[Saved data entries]
########

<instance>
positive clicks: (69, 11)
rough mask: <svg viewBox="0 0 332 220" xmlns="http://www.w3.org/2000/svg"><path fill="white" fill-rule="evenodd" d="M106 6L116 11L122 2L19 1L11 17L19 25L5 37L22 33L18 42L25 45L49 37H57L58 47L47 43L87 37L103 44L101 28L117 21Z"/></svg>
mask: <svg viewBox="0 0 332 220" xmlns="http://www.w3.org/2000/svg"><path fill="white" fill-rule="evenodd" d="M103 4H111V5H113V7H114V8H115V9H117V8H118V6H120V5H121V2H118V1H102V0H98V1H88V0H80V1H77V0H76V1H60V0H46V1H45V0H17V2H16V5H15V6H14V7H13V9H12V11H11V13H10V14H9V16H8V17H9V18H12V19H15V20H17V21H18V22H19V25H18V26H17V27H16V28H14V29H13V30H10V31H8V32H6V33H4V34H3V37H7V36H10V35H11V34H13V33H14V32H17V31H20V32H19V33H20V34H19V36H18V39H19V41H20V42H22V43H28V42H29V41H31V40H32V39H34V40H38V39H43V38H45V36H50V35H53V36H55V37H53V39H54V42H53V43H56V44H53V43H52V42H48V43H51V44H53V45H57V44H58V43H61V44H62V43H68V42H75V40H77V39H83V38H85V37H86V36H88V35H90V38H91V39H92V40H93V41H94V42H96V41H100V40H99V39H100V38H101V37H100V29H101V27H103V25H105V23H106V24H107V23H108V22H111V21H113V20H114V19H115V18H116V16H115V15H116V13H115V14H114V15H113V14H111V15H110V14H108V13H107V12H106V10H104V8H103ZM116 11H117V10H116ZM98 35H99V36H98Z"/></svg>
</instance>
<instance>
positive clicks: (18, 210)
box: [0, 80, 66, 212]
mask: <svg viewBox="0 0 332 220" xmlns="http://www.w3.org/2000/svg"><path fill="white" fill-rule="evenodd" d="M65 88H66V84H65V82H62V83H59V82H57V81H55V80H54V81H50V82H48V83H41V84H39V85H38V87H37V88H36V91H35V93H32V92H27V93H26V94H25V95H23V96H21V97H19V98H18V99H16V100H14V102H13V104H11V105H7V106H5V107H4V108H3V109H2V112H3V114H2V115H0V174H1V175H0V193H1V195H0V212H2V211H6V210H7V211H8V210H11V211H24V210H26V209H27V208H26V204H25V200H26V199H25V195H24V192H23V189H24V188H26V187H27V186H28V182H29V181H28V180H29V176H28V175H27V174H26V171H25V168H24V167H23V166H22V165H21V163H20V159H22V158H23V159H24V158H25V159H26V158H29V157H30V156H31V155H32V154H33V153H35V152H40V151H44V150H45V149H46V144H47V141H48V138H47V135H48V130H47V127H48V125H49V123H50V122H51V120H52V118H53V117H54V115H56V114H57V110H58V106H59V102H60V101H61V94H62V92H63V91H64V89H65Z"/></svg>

########

▶ _Task objective_
Take the records and restate them word for word.

▶ _Exercise output_
<instance>
positive clicks: (69, 11)
rough mask: <svg viewBox="0 0 332 220" xmlns="http://www.w3.org/2000/svg"><path fill="white" fill-rule="evenodd" d="M106 6L116 11L122 2L19 1L11 17L19 25L5 37L22 33L18 42L25 45L49 37H57L58 47L47 43L87 37L103 44L101 28L117 21Z"/></svg>
mask: <svg viewBox="0 0 332 220" xmlns="http://www.w3.org/2000/svg"><path fill="white" fill-rule="evenodd" d="M103 4H111V5H113V7H114V8H115V9H117V8H118V6H120V5H121V2H118V1H102V0H98V1H88V0H80V1H77V0H76V1H60V0H46V1H45V0H17V2H16V5H15V6H14V7H13V9H12V11H11V13H10V14H9V16H8V17H9V18H12V19H15V20H17V21H18V22H19V25H18V26H17V27H16V28H14V29H13V30H10V31H8V32H6V33H4V34H3V37H7V36H10V35H11V34H13V33H14V32H17V31H20V32H19V33H20V34H19V36H18V39H19V41H20V42H22V43H28V42H29V41H31V40H32V39H34V40H38V39H43V38H45V36H50V35H53V36H55V37H53V39H54V42H53V43H56V44H53V43H52V42H48V43H51V44H53V45H57V44H58V43H61V44H62V43H68V42H75V40H77V39H83V38H85V37H86V36H88V35H90V38H91V39H92V40H93V41H94V42H96V41H100V40H99V39H100V38H101V37H100V29H101V27H103V25H105V23H106V24H107V23H108V22H111V21H113V20H114V19H115V18H116V16H115V15H116V13H115V14H114V15H113V14H111V15H110V14H108V13H107V12H106V10H104V8H103ZM116 11H117V10H116ZM98 35H99V36H98Z"/></svg>
</instance>
<instance>
positive clicks: (18, 210)
box: [0, 80, 66, 212]
mask: <svg viewBox="0 0 332 220" xmlns="http://www.w3.org/2000/svg"><path fill="white" fill-rule="evenodd" d="M65 88H66V84H65V82H62V83H59V82H57V81H55V80H54V81H50V82H48V83H41V84H39V85H38V87H37V88H36V91H35V93H32V92H27V93H26V94H25V95H23V96H21V97H19V98H18V99H16V100H14V102H13V104H11V105H7V106H5V107H4V108H3V109H2V112H3V114H2V115H0V174H1V175H0V193H1V195H0V212H2V211H6V210H7V211H8V210H11V211H24V210H26V209H27V208H26V204H25V200H26V199H25V195H24V192H23V189H24V188H26V187H27V186H28V182H29V181H28V180H29V176H28V175H27V174H26V171H25V168H24V167H23V166H22V165H21V163H20V159H22V158H23V159H24V158H25V159H26V158H29V157H30V156H31V155H32V154H33V153H35V152H40V151H44V150H45V149H46V144H47V141H48V138H47V135H48V130H47V127H48V125H49V123H50V122H51V120H52V118H53V117H54V115H56V114H57V110H58V106H59V102H60V101H61V94H62V92H63V91H64V89H65Z"/></svg>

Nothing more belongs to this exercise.